■ **EXCERPTED RECORDS**
━━━━━━━━

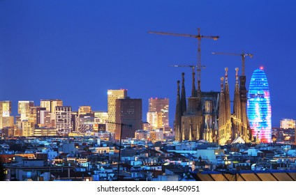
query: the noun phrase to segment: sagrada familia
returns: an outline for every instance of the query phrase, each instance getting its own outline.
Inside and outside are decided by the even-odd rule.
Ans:
[[[246,116],[246,76],[239,76],[239,69],[237,68],[235,70],[232,112],[227,68],[225,68],[225,77],[221,78],[220,92],[202,91],[199,82],[196,89],[195,73],[193,71],[191,95],[187,98],[188,101],[185,93],[185,74],[182,73],[181,95],[180,81],[177,81],[174,122],[176,141],[204,140],[219,145],[251,141],[251,132]]]

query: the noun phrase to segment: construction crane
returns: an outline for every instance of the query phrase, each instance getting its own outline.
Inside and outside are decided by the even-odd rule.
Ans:
[[[170,66],[172,66],[172,67],[189,67],[189,68],[191,68],[192,70],[193,70],[195,68],[198,68],[197,65],[171,65]],[[201,68],[205,68],[205,65],[202,65]]]
[[[198,88],[200,88],[200,78],[201,78],[201,48],[200,48],[200,42],[202,38],[209,38],[214,39],[214,40],[218,40],[219,36],[202,36],[200,34],[200,29],[198,29],[197,35],[190,35],[190,34],[182,34],[182,33],[172,33],[166,32],[156,32],[156,31],[148,31],[149,33],[158,34],[158,35],[165,35],[165,36],[184,36],[184,37],[191,37],[198,39],[198,63],[197,63],[197,73],[198,73]]]
[[[244,58],[246,56],[250,56],[253,58],[253,54],[234,54],[234,53],[223,53],[223,52],[212,52],[212,54],[222,54],[222,55],[232,55],[232,56],[242,56],[242,75],[244,76]]]

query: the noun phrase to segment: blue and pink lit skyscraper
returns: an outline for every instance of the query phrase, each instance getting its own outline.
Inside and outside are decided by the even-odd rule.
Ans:
[[[272,105],[263,68],[254,70],[248,94],[247,114],[252,136],[258,142],[272,142]]]

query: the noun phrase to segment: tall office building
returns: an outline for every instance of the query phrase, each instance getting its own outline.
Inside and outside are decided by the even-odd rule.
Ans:
[[[47,110],[40,111],[40,127],[54,127],[54,120],[52,120],[51,114]]]
[[[51,120],[55,121],[55,107],[62,107],[63,101],[58,99],[41,100],[40,102],[40,106],[50,111]]]
[[[10,116],[11,114],[11,101],[0,101],[0,116]]]
[[[293,119],[283,118],[280,121],[280,125],[281,129],[295,129],[296,121]]]
[[[14,125],[14,117],[11,114],[11,101],[0,101],[0,130]]]
[[[147,122],[152,129],[169,127],[169,99],[150,98],[147,115]]]
[[[272,105],[263,68],[254,70],[248,94],[247,112],[252,136],[257,142],[272,142]]]
[[[108,90],[108,122],[106,124],[108,131],[114,133],[116,124],[115,123],[115,111],[116,111],[116,100],[124,99],[127,97],[128,91],[126,89],[119,90]]]
[[[78,109],[78,116],[85,115],[87,114],[92,113],[91,107],[90,106],[80,106]]]
[[[94,118],[100,124],[105,124],[106,121],[108,120],[108,113],[107,111],[95,111],[94,114]]]
[[[30,136],[34,135],[34,127],[32,123],[28,120],[22,120],[21,124],[21,135],[24,136]]]
[[[41,107],[31,107],[30,108],[30,117],[29,121],[32,123],[34,127],[39,127],[41,123],[41,111],[46,111],[46,109]]]
[[[30,118],[30,109],[34,106],[33,101],[19,101],[18,114],[20,114],[20,120],[29,120]]]
[[[115,123],[122,125],[122,139],[133,138],[135,132],[142,127],[142,99],[116,100]],[[115,139],[120,139],[121,125],[115,126]]]
[[[67,135],[72,132],[71,107],[55,107],[55,125],[58,134]]]
[[[0,130],[5,127],[12,127],[14,125],[13,116],[0,116]]]

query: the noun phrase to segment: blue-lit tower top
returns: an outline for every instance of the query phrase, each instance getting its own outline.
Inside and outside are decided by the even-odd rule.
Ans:
[[[255,70],[248,94],[247,114],[252,136],[258,142],[272,142],[272,105],[263,68]]]

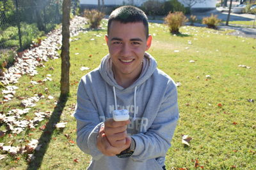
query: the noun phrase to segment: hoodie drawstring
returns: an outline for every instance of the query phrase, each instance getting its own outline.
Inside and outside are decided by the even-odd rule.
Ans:
[[[115,86],[113,87],[113,91],[114,92],[114,99],[115,99],[115,110],[117,110],[117,104],[116,104],[116,89],[115,88]],[[136,92],[137,92],[137,86],[135,87],[134,89],[134,114],[133,115],[133,118],[132,118],[132,121],[135,121],[136,118],[136,115],[137,114],[137,110],[136,110]]]

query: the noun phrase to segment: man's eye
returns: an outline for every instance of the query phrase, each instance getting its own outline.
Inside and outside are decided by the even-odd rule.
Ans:
[[[139,42],[132,42],[132,45],[140,45]]]
[[[120,45],[120,44],[122,44],[122,42],[120,42],[120,41],[115,41],[113,43],[114,45]]]

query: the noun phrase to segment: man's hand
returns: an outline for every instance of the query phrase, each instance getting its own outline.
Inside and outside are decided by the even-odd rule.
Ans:
[[[130,121],[115,122],[107,120],[102,126],[97,139],[97,146],[107,156],[115,156],[130,147],[131,138],[126,129]]]

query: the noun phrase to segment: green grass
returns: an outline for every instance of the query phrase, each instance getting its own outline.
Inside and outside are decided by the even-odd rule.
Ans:
[[[205,169],[230,169],[234,166],[237,169],[253,169],[256,167],[256,106],[255,103],[247,99],[256,99],[255,39],[228,36],[224,31],[203,27],[187,26],[182,27],[180,31],[182,36],[172,36],[166,26],[150,24],[150,32],[154,36],[148,52],[157,60],[159,68],[182,83],[178,87],[180,118],[172,146],[167,153],[167,169],[194,169],[196,159]],[[88,166],[90,157],[74,143],[76,127],[72,114],[81,77],[97,67],[108,53],[104,38],[106,32],[104,29],[81,34],[79,40],[71,43],[70,96],[65,106],[56,108],[54,100],[44,99],[25,116],[31,118],[36,110],[51,111],[54,113],[54,119],[68,122],[64,130],[49,129],[52,133],[45,134],[45,131],[44,132],[39,127],[48,121],[51,124],[52,120],[49,118],[35,130],[0,138],[0,143],[12,141],[13,146],[24,146],[27,140],[40,136],[48,138],[49,143],[42,149],[45,154],[38,154],[38,157],[30,167],[39,163],[40,169],[85,169]],[[102,36],[95,36],[99,34]],[[90,40],[92,38],[95,40]],[[189,45],[188,41],[192,44]],[[195,62],[190,63],[190,60]],[[51,95],[57,101],[60,64],[60,59],[52,60],[45,63],[45,67],[38,67],[39,74],[22,76],[20,83],[16,85],[19,89],[15,97],[0,105],[0,111],[5,113],[10,109],[19,108],[19,97],[29,97],[38,93],[42,93],[46,98]],[[240,67],[239,64],[252,67]],[[82,66],[90,69],[81,71]],[[31,80],[43,80],[47,74],[52,75],[52,81],[32,86],[29,83]],[[205,78],[207,74],[211,75],[211,79]],[[49,88],[48,92],[44,92],[45,87]],[[219,104],[222,106],[219,107]],[[58,114],[61,112],[61,116]],[[5,125],[2,124],[0,130],[4,129]],[[182,134],[193,138],[190,146],[182,143]],[[3,153],[0,151],[0,154]],[[26,154],[8,155],[0,160],[1,169],[26,169],[28,167]]]
[[[223,24],[226,24],[225,21],[223,21],[221,23]],[[242,21],[242,20],[229,21],[228,25],[234,26],[237,25],[242,27],[252,27],[253,25],[253,20],[252,20],[249,21]],[[254,27],[256,27],[256,22],[254,24]]]

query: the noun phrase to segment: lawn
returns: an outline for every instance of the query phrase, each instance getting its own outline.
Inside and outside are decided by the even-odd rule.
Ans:
[[[72,113],[81,77],[97,67],[108,53],[104,36],[106,22],[102,25],[103,29],[81,33],[78,40],[71,42],[70,96],[67,101],[57,103],[59,59],[45,62],[45,67],[37,69],[38,74],[20,78],[13,99],[0,105],[0,114],[6,114],[12,109],[22,109],[22,97],[38,94],[54,97],[40,99],[23,115],[22,118],[31,120],[36,111],[52,113],[35,129],[17,135],[7,131],[0,138],[0,143],[13,146],[25,146],[32,139],[44,141],[34,153],[35,159],[28,162],[27,153],[7,154],[0,160],[0,169],[85,169],[88,166],[90,157],[76,145]],[[181,84],[178,87],[180,117],[167,153],[167,169],[253,169],[256,167],[256,106],[252,102],[256,99],[255,40],[204,27],[185,26],[180,32],[181,35],[173,36],[165,25],[150,24],[153,43],[148,52],[159,68]],[[82,67],[90,69],[81,71]],[[52,81],[29,83],[40,82],[47,74]],[[66,127],[51,131],[58,122],[67,122]],[[0,122],[0,131],[6,130],[4,123]],[[192,138],[189,146],[182,143],[182,135]],[[6,153],[0,150],[0,155]]]

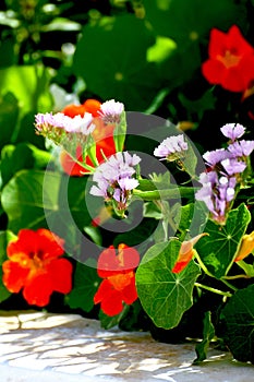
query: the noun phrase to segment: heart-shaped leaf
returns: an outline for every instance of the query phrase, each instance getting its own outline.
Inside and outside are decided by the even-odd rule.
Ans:
[[[244,204],[241,204],[238,208],[230,211],[226,225],[207,222],[205,231],[208,236],[197,242],[196,250],[215,277],[221,278],[227,275],[250,219],[250,212]]]
[[[141,303],[154,323],[164,329],[177,326],[191,308],[193,287],[201,274],[194,261],[179,274],[171,272],[180,247],[177,239],[150,247],[136,272]]]

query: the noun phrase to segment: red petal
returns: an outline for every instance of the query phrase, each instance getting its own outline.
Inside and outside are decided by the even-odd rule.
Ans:
[[[220,84],[225,70],[225,65],[218,60],[207,60],[202,64],[202,73],[210,84]]]
[[[48,229],[40,228],[36,231],[38,250],[43,252],[43,259],[55,259],[64,253],[64,240]]]
[[[109,277],[119,271],[119,262],[116,255],[116,249],[113,246],[105,249],[98,259],[97,272],[99,277]]]
[[[51,279],[47,274],[33,277],[23,289],[23,296],[29,305],[45,307],[49,303],[52,294]]]
[[[123,309],[122,294],[112,289],[111,284],[107,279],[100,284],[98,291],[95,294],[94,302],[101,302],[100,309],[110,317],[121,313]]]
[[[104,279],[102,283],[100,283],[98,290],[96,291],[94,296],[94,302],[99,303],[102,301],[105,296],[111,293],[112,285],[109,283],[108,279]]]
[[[52,289],[61,294],[69,294],[72,289],[72,264],[66,259],[53,260],[47,271],[51,277]]]
[[[210,40],[208,52],[211,59],[216,59],[217,56],[223,56],[225,50],[227,50],[227,34],[213,28],[210,31]]]
[[[237,50],[241,56],[253,52],[253,47],[243,37],[241,31],[237,25],[232,25],[228,31],[228,41],[230,50]]]
[[[117,290],[111,290],[111,294],[101,301],[100,309],[110,317],[120,314],[123,310],[122,295]]]
[[[22,267],[19,263],[10,260],[2,264],[2,282],[8,290],[11,293],[19,293],[25,285],[29,268]]]
[[[37,235],[32,229],[21,229],[17,239],[8,244],[7,253],[11,259],[17,253],[35,253],[38,250]]]
[[[137,291],[135,286],[135,277],[132,278],[131,284],[129,284],[122,290],[122,300],[128,305],[133,303],[137,299]]]
[[[120,270],[130,271],[137,267],[137,265],[140,264],[140,253],[134,248],[128,247],[125,244],[119,244],[118,249]]]
[[[83,105],[66,105],[63,109],[62,112],[71,118],[74,118],[75,116],[82,116],[84,117],[84,114],[86,112],[86,109]]]
[[[88,98],[84,102],[83,106],[87,112],[90,112],[93,117],[98,117],[98,110],[100,109],[100,102],[97,99]]]
[[[188,264],[190,263],[191,260],[192,260],[192,258],[189,261],[178,261],[172,268],[172,273],[182,272],[184,270],[184,267],[188,266]]]
[[[232,67],[225,71],[221,86],[230,92],[243,92],[246,88],[239,67]]]

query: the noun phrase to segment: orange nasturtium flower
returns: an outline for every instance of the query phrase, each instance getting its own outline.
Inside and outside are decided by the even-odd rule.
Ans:
[[[183,241],[181,243],[179,255],[176,264],[173,265],[172,273],[180,273],[188,266],[188,264],[190,263],[190,261],[195,254],[195,250],[193,249],[193,247],[203,236],[206,236],[206,235],[208,234],[204,232],[204,234],[197,235],[191,240]]]
[[[86,99],[83,105],[68,105],[64,107],[62,112],[71,118],[77,115],[84,116],[85,112],[89,112],[94,117],[93,123],[96,126],[94,132],[92,133],[96,142],[96,157],[98,163],[104,162],[104,155],[106,157],[116,154],[116,146],[113,141],[113,126],[105,126],[104,121],[98,118],[97,111],[100,109],[100,103],[96,99]],[[104,152],[104,155],[101,154]],[[82,156],[82,147],[76,147],[76,158],[78,162],[84,162]],[[60,163],[63,170],[71,176],[82,177],[85,175],[86,169],[82,167],[78,163],[74,162],[73,158],[63,151],[60,155]],[[94,167],[89,157],[85,158],[85,164]]]
[[[209,83],[231,92],[244,92],[251,85],[254,80],[254,48],[237,25],[232,25],[228,33],[213,28],[208,53],[202,72]]]
[[[250,235],[243,235],[240,249],[234,261],[245,259],[254,250],[254,230]]]
[[[138,263],[138,252],[125,244],[119,244],[118,254],[113,246],[100,253],[97,272],[104,280],[94,296],[94,302],[100,302],[105,314],[119,314],[123,302],[131,305],[137,299],[134,268]]]
[[[29,305],[45,307],[53,291],[69,294],[72,264],[61,258],[64,240],[48,229],[21,229],[7,248],[9,260],[2,264],[3,285],[11,293],[23,289]]]

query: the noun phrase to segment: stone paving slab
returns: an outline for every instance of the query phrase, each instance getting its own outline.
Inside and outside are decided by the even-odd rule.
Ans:
[[[105,331],[75,314],[0,312],[1,382],[251,382],[252,365],[210,349],[193,366],[194,344],[155,342],[148,333]]]

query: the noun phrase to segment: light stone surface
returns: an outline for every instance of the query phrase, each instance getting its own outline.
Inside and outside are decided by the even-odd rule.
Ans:
[[[105,331],[75,314],[0,312],[1,382],[251,382],[252,365],[195,345],[155,342],[148,333]]]

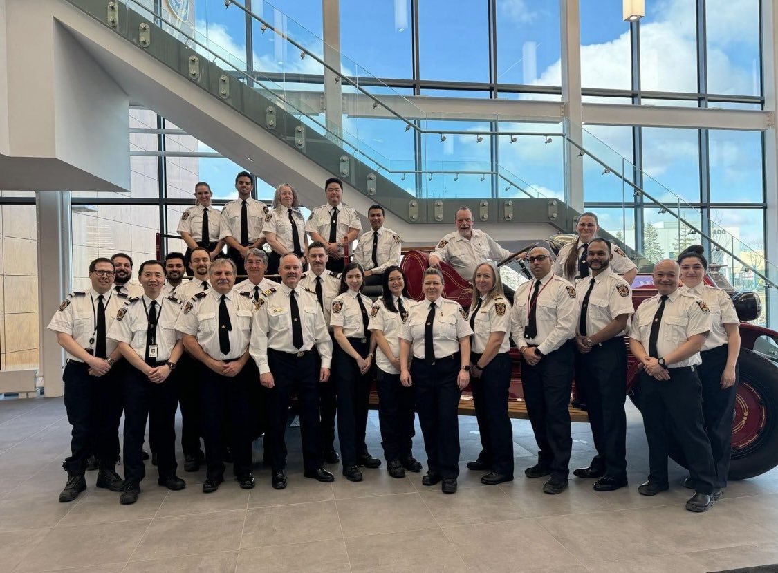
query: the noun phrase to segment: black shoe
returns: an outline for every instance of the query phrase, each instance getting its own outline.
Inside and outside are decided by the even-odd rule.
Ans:
[[[219,477],[209,477],[202,483],[202,492],[204,494],[212,494],[219,489],[219,484],[223,481],[224,481],[224,478],[221,476]]]
[[[594,466],[589,466],[589,467],[580,467],[577,470],[573,470],[573,475],[576,477],[583,477],[587,480],[593,477],[602,477],[605,475],[605,469],[594,467]]]
[[[437,472],[428,471],[422,478],[422,485],[435,485],[440,481],[440,474]]]
[[[124,484],[124,491],[119,496],[119,503],[122,505],[131,505],[138,501],[138,494],[141,492],[141,487],[138,484],[131,481]]]
[[[412,456],[400,458],[400,463],[401,463],[402,466],[408,471],[412,471],[415,473],[418,473],[422,470],[422,463]]]
[[[661,491],[667,491],[668,489],[670,489],[670,486],[667,484],[660,484],[647,481],[637,487],[637,492],[640,495],[656,495]]]
[[[343,477],[349,481],[362,481],[362,472],[356,466],[345,466]]]
[[[473,471],[485,471],[486,470],[491,470],[492,466],[486,463],[486,462],[476,459],[475,462],[468,462],[468,469],[472,470]]]
[[[356,459],[356,465],[375,470],[377,467],[381,466],[381,460],[373,457],[369,453],[364,453]]]
[[[532,467],[527,467],[524,470],[524,475],[527,477],[543,477],[543,476],[550,476],[551,470],[542,463],[536,463]]]
[[[713,494],[701,494],[698,491],[686,502],[686,509],[695,513],[702,513],[710,509],[713,505]]]
[[[273,489],[282,490],[286,487],[286,470],[279,470],[273,472],[273,479],[271,481]]]
[[[405,477],[405,470],[402,469],[402,464],[400,463],[399,459],[394,459],[391,462],[387,463],[387,470],[389,472],[389,475],[392,477],[397,477],[398,479],[401,479]]]
[[[330,484],[335,480],[335,477],[327,471],[324,468],[320,467],[316,471],[307,471],[303,473],[306,477],[310,477],[314,480],[317,480],[324,484]]]
[[[95,485],[98,487],[106,487],[111,491],[122,491],[124,489],[124,480],[119,477],[119,474],[113,466],[102,466],[97,473],[97,482]]]
[[[490,472],[481,477],[481,483],[485,485],[497,485],[497,484],[504,484],[506,481],[513,480],[513,476],[507,476],[505,473],[498,473],[497,472]]]
[[[65,484],[65,489],[59,494],[59,501],[61,503],[72,501],[79,497],[79,494],[86,489],[86,480],[82,473],[68,473],[68,483]]]
[[[619,487],[624,487],[627,484],[627,478],[617,479],[615,477],[601,477],[594,482],[595,491],[614,491]]]
[[[187,482],[175,474],[164,479],[160,477],[156,480],[156,483],[173,491],[178,491],[187,487]]]
[[[561,494],[567,489],[567,479],[560,479],[559,477],[552,477],[547,482],[543,484],[543,493],[551,494],[552,495],[555,495],[556,494]]]

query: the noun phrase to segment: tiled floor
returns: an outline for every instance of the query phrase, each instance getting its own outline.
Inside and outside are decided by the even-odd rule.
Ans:
[[[529,423],[513,421],[517,479],[483,486],[464,463],[477,455],[475,418],[461,418],[459,491],[424,487],[384,467],[352,484],[301,473],[299,431],[289,432],[289,487],[270,487],[258,467],[251,491],[228,480],[205,495],[204,472],[180,474],[182,491],[149,477],[135,505],[93,487],[61,504],[60,467],[69,425],[61,399],[0,400],[0,571],[698,571],[778,563],[778,470],[731,484],[708,513],[684,510],[689,492],[673,466],[670,491],[637,494],[647,471],[641,419],[629,407],[628,489],[596,493],[572,478],[564,493],[541,493],[522,470],[534,462]],[[418,431],[418,430],[417,430]],[[588,426],[573,425],[571,466],[592,455]],[[380,455],[375,412],[369,446]],[[421,435],[416,457],[424,461]],[[255,452],[261,459],[261,451]],[[121,467],[119,468],[121,471]]]

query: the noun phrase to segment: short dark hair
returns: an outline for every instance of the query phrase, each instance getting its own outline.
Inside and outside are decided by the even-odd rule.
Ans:
[[[97,263],[107,263],[111,267],[114,266],[114,261],[105,257],[98,257],[96,259],[89,263],[89,272],[93,273],[95,271],[95,267],[97,266]]]
[[[132,257],[130,257],[126,253],[114,253],[114,255],[112,255],[111,257],[110,257],[110,264],[114,264],[114,260],[115,259],[119,258],[120,257],[121,257],[123,258],[125,258],[128,260],[129,260],[130,261],[130,268],[132,268],[132,266],[133,266]]]

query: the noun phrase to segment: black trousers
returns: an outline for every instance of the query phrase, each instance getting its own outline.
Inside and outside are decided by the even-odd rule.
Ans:
[[[164,364],[160,362],[159,364]],[[175,475],[176,379],[170,374],[161,384],[149,382],[138,369],[130,366],[122,386],[124,400],[124,480],[139,484],[145,477],[141,459],[146,418],[149,435],[154,436],[159,479]]]
[[[399,374],[389,374],[380,368],[376,369],[376,386],[384,457],[387,463],[409,457],[416,433],[413,428],[416,387],[406,388],[400,383]]]
[[[703,427],[702,386],[696,367],[670,369],[669,380],[657,380],[644,371],[640,376],[649,480],[668,484],[668,441],[672,432],[686,458],[695,489],[711,493],[716,470]]]
[[[414,358],[411,378],[416,386],[416,410],[424,436],[427,466],[443,478],[459,475],[459,352],[433,362]]]
[[[521,384],[527,413],[540,452],[538,463],[551,470],[552,477],[566,479],[569,473],[570,401],[575,356],[573,341],[541,358],[534,366],[521,364]]]
[[[368,341],[349,338],[349,341],[359,355],[367,355]],[[335,383],[338,391],[338,438],[341,446],[343,466],[356,466],[357,458],[367,453],[365,432],[367,428],[367,405],[370,398],[370,372],[359,372],[351,356],[337,344],[333,349],[332,362],[337,365]]]
[[[198,369],[200,396],[202,404],[207,405],[202,412],[206,475],[215,479],[224,476],[222,453],[227,439],[223,428],[227,425],[233,459],[233,473],[238,477],[244,476],[251,471],[251,428],[255,415],[251,409],[249,386],[258,384],[259,380],[249,379],[248,363],[233,378],[216,374],[204,365],[200,365]]]
[[[727,487],[730,457],[732,454],[732,418],[734,415],[734,398],[738,393],[740,367],[734,367],[734,384],[721,388],[721,374],[727,365],[728,344],[700,352],[703,363],[697,367],[703,385],[703,418],[705,431],[710,440],[716,469],[717,488]]]
[[[479,353],[471,353],[470,362],[473,364],[480,358]],[[510,355],[498,354],[486,365],[480,378],[470,379],[470,388],[481,435],[478,459],[492,471],[513,477],[513,428],[508,418],[510,369]]]
[[[119,421],[121,418],[121,381],[116,372],[103,376],[88,374],[89,366],[75,360],[68,362],[65,383],[65,407],[72,426],[70,456],[65,468],[83,474],[91,454],[114,463],[118,459]]]
[[[627,477],[626,368],[627,351],[621,336],[592,347],[588,354],[576,355],[576,388],[586,393],[597,449],[591,466],[618,480]]]
[[[267,393],[272,470],[275,472],[286,467],[286,418],[292,393],[296,393],[300,404],[303,463],[306,471],[316,471],[321,466],[319,388],[331,382],[319,383],[320,361],[314,351],[298,357],[268,349],[268,364],[275,382],[275,386]]]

━━━━━━━━

■ **WHAT IS NEEDED**
Identify every line of the records above that contains the word "stone", and copy each such line.

■ **THE OUTPUT**
query: the noun phrase to segment: stone paving slab
query: the noun phrase to segment: light stone surface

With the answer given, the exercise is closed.